MinMaxScaler behaviour

2016-11-21 Thread Joeri Hermans
Hi all,

I observed some weird behaviour while applying some feature transformations 
using MinMaxScaler. More specifically, I was wondering if this behaviour is 
intended and makes sense? Especially because I explicitly defined min and max.

Basically, I am preprocessing the MNIST dataset, and thereby scaling the 
features between the ranges 0 and 1 using the following code:

# Clear the dataset in the case you ran this cell before.
dataset = dataset.select("features", "label", "label_encoded")
# Apply MinMax normalization to the features.
scaler = MinMaxScaler(min=0.0, max=1.0, inputCol="features", 
outputCol="features_normalized")
# Compute summary statistics and generate MinMaxScalerModel.
scaler_model = scaler.fit(dataset)
# Rescale each feature to range [min, max].
dataset = scaler_model.transform(dataset)

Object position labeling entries
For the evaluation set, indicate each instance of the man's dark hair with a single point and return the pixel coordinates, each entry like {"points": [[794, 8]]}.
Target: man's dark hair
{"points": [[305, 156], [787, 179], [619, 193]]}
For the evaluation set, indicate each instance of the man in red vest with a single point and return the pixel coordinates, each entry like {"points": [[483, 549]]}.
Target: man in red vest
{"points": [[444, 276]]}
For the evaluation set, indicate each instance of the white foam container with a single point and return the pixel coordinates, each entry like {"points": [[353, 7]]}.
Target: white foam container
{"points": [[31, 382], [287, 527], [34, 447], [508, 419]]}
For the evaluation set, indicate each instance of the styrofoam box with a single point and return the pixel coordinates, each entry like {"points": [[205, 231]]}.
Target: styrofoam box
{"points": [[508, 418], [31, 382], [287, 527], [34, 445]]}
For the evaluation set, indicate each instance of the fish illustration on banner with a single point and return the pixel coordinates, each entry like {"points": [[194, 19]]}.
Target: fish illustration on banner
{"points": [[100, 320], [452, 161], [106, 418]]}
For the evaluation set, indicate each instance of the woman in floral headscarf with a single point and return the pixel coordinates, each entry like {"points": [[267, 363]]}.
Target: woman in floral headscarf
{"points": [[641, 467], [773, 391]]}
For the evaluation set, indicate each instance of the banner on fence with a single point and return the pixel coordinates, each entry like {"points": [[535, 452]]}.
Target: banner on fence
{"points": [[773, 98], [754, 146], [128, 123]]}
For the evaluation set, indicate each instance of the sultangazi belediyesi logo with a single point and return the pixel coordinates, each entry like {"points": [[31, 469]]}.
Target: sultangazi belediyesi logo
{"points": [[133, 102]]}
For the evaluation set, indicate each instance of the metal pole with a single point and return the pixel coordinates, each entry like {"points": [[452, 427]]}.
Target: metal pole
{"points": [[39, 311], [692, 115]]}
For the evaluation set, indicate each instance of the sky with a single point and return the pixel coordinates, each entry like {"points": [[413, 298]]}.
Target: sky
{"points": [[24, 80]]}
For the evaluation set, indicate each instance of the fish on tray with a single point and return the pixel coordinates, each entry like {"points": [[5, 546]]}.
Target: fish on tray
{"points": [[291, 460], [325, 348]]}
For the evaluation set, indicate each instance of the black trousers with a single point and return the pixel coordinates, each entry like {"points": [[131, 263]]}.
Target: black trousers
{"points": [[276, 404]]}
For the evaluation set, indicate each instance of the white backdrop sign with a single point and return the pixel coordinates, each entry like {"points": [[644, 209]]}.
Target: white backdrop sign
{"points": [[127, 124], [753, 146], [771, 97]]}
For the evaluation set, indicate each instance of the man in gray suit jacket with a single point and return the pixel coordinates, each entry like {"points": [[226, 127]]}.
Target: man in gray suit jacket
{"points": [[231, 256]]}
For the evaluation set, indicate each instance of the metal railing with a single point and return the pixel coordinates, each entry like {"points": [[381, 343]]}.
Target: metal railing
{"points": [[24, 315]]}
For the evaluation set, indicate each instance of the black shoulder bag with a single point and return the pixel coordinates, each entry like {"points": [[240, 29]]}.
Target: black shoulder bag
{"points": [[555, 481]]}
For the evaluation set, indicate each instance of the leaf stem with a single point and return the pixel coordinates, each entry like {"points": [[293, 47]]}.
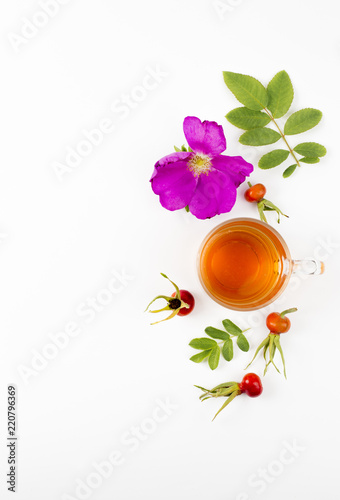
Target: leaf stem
{"points": [[283, 136]]}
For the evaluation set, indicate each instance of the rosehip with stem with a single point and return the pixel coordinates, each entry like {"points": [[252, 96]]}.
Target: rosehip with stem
{"points": [[277, 323], [186, 298], [250, 385], [256, 194], [181, 302]]}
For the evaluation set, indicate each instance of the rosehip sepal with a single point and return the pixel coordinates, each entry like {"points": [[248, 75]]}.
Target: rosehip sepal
{"points": [[181, 302], [256, 194], [277, 324], [250, 385]]}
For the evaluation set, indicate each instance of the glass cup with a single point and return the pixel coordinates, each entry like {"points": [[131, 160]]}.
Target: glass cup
{"points": [[244, 264]]}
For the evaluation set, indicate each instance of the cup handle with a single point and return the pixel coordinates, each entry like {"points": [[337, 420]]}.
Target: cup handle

Exercises:
A: Summarize the MinMaxScaler post in two sentences.
B: According to the MinMaxScaler post, which dataset is the author preprocessing?
C: Translate this sentence from the MinMaxScaler post into Spanish: "I observed some weird behaviour while applying some feature transformations using MinMaxScaler."

Worked solutions:
A: The author noticed strange behavior when applying feature transformations with MinMaxScaler and asks whether it is intended and makes sense, especially since min and max were explicitly defined. The author is preprocessing the MNIST dataset and scaling its features to the range 0 to 1 with code that fits a MinMaxScaler and then transforms the dataset.

B: The MNIST dataset.

C: Observé un comportamiento extraño al aplicar algunas transformaciones de características usando MinMaxScaler.